学習用本文:

+ + + +

日本とドイツのPCR検査数の差で、NHKの超絶 凄ワザ!を思い出した

日本の新型コロナウイルスPCR検査数がドイツの1/14しかないという新聞記事を見て、以前NHKで放送していた「超絶 凄ワザ!」という番組を思い出しました。

2015年に放送された岡本光学加工所とドイツのシェフラー社の「真球頂上決戦」という回で、重さ500g以下、直径は50mm以内、素材は自由という条件で球を作成し、30メートルの平行な台上で玉を2回転がして、長い距離を転がったほうが勝ちというルールによる勝負でした。

結果は岡本光学加工所が30メートル転がしきって優勝という感動的な結果となり、日本有利のルールだなと思いましたが、理由は後述したいと思います。

岡本光学加工所の真球作成方法ですが、シリコンの原材料を機械で大まかに球にしてから、ひたすら手作業で1/1000ミリ単位の加工をして真球を作り上げるという恐るべき匠の技によるものでした。

一方でドイツのシェフラー社はベアリングの会社ですから、真鍮を大量に加工する技術を応用して、大量に作成した中から、真球に近いものを2個選ぶという手法を採用していました。

ちなみにシェフラー社のホー厶ページにこの時の挑戦を漫画にしたものが公開されていて面白かったです。https://www.schaeffler.co.jp/content.schaeffler.jp/ja/index.jsp

真鍮の場合、30メートルを真っ直ぐ転がすには真球であることも重要ですが、重心の位置も大事だったそうで、確かに重心がズレていたら左右どちらかに曲がっていきますからなるほどなと思いました。

その点シリコンは重心をあまり考えなくて済むような気がしますから、素材としての利点があったかもしれません。

さて、ルールなのですが、2回球を転がして長い距離に到達した方が勝ちというルールはかなり日本チームの有利に作られているなと思いました。

確かにシェフラー社の2018年の売上は約130億ユーロ(約1.8兆円)という巨大企業ですから、日本有利にしなければ勝負にならないというのはわかる気はします。

うろ覚えなのですが、確かにシェフラー社は使用する球を6個ほど会場に持ち込んで、そのうちの2つを使用していたような記憶があります。

番組を見ていた当時、例えば6個使って平均の距離を競うルールだったらシェフラー社の勝利だなと思った事を覚えています。

匠の技は確かにとてつもなく凄いのですが、大量生産勝負になったら勝てません。

この回は特にグローバル企業を向こうにまわして日本の匠の技が勝つという極めて日本人好みの番組ストーリーで、ネットでも当時かなり話題になったと記憶しています。

日本人は苦難にめげずに極めるという話が本当に大好きで、エンジニアリング志向というよりも、職人志向なのだと思います。

+ + + +

抽出資料:
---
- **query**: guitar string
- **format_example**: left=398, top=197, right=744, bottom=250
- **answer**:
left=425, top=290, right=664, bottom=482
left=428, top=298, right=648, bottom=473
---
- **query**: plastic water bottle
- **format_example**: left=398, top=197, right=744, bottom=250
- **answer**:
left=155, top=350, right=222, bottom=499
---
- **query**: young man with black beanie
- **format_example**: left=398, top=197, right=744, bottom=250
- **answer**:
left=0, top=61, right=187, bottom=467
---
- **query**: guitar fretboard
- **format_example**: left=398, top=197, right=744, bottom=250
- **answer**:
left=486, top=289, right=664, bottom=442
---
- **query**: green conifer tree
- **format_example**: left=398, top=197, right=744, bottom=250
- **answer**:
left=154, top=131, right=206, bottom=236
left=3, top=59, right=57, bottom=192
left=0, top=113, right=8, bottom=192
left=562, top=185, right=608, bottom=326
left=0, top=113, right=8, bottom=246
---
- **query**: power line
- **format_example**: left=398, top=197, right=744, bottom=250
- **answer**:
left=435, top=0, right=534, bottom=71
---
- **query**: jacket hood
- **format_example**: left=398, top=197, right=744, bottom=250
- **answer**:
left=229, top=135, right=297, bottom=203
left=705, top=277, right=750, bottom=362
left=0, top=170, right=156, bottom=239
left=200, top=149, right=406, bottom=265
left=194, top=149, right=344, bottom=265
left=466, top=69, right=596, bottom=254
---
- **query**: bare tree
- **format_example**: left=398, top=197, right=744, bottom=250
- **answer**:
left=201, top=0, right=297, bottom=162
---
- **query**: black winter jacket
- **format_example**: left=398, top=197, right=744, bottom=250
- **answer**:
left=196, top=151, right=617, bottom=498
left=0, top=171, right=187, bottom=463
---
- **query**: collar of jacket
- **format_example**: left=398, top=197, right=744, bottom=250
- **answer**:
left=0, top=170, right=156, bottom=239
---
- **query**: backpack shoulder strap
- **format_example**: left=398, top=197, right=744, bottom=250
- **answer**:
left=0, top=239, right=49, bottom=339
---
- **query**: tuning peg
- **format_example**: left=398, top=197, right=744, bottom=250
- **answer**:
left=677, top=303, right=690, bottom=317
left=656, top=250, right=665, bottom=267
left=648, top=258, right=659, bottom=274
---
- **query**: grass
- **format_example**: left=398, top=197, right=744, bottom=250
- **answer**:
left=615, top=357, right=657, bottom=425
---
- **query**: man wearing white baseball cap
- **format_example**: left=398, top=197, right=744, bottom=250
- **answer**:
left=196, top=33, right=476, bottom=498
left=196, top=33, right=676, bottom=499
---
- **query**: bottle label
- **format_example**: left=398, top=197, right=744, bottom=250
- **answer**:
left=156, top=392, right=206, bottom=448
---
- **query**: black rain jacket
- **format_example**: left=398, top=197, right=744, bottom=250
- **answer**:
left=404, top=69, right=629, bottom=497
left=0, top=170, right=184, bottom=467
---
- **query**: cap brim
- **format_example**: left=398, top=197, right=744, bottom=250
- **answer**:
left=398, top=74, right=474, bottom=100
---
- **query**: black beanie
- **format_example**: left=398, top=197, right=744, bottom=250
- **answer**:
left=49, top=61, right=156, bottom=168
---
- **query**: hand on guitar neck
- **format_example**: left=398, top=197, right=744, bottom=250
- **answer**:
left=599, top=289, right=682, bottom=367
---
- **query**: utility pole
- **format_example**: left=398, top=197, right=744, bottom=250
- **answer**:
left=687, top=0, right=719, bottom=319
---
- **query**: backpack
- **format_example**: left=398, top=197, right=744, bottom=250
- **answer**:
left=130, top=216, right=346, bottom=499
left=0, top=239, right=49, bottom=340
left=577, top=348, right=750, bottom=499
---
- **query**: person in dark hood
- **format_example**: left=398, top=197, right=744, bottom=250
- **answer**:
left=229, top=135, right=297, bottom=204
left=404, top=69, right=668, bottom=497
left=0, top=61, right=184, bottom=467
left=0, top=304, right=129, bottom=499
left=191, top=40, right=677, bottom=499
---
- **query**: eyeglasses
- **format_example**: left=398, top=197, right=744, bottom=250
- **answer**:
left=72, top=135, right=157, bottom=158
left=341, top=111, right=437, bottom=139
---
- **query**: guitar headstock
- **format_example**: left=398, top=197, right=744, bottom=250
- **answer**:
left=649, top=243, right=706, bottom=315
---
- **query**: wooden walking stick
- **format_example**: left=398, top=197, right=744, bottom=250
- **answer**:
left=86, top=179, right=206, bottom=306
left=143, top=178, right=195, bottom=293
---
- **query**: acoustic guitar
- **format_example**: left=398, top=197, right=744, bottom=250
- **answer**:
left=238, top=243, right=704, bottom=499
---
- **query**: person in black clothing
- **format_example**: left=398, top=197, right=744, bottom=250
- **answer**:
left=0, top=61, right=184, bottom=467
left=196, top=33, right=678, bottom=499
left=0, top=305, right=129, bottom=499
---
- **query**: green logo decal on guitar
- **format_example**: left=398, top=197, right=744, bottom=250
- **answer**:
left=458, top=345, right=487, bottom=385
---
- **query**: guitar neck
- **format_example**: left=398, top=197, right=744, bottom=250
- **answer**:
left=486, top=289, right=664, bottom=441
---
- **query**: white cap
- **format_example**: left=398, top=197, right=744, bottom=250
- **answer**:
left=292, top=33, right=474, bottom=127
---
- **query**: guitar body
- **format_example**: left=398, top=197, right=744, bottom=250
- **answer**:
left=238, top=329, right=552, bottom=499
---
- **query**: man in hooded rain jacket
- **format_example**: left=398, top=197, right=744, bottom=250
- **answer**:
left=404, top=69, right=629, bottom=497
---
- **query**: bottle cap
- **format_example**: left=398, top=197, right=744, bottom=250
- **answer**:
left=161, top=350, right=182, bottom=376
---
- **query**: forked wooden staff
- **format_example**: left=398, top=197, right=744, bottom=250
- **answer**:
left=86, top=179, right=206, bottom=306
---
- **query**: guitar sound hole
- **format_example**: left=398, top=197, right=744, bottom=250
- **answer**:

+ + + +

本文から、「さて、ルールなのですが、2回」を含む語句で始まり「匠の技は確かにとてつもなく凄いのですが、大量生産勝負になったら勝てません。」で終わる部分を、一字も変えずに書き出すこと。

さて、ルールなのですが、2回球を転がして長い距離に到達した方が勝ちというルールはかなり日本チームの有利に作られているなと思いました。

確かにシェフラー社の2018年の売上は約130億ユーロ(約1.8兆円)という巨大企業ですから、日本有利にしなければ勝負にならないというのはわかる気はします。

うろ覚えなのですが、確かにシェフラー社は使用する球を6個ほど会場に持ち込んで、そのうちの2つを使用していたような記憶があります。

番組を見ていた当時、例えば6個使って平均の距離を競うルールだったらシェフラー社の勝利だなと思った事を覚えています。

匠の技は確かにとてつもなく凄いのですが、大量生産勝負になったら勝てません。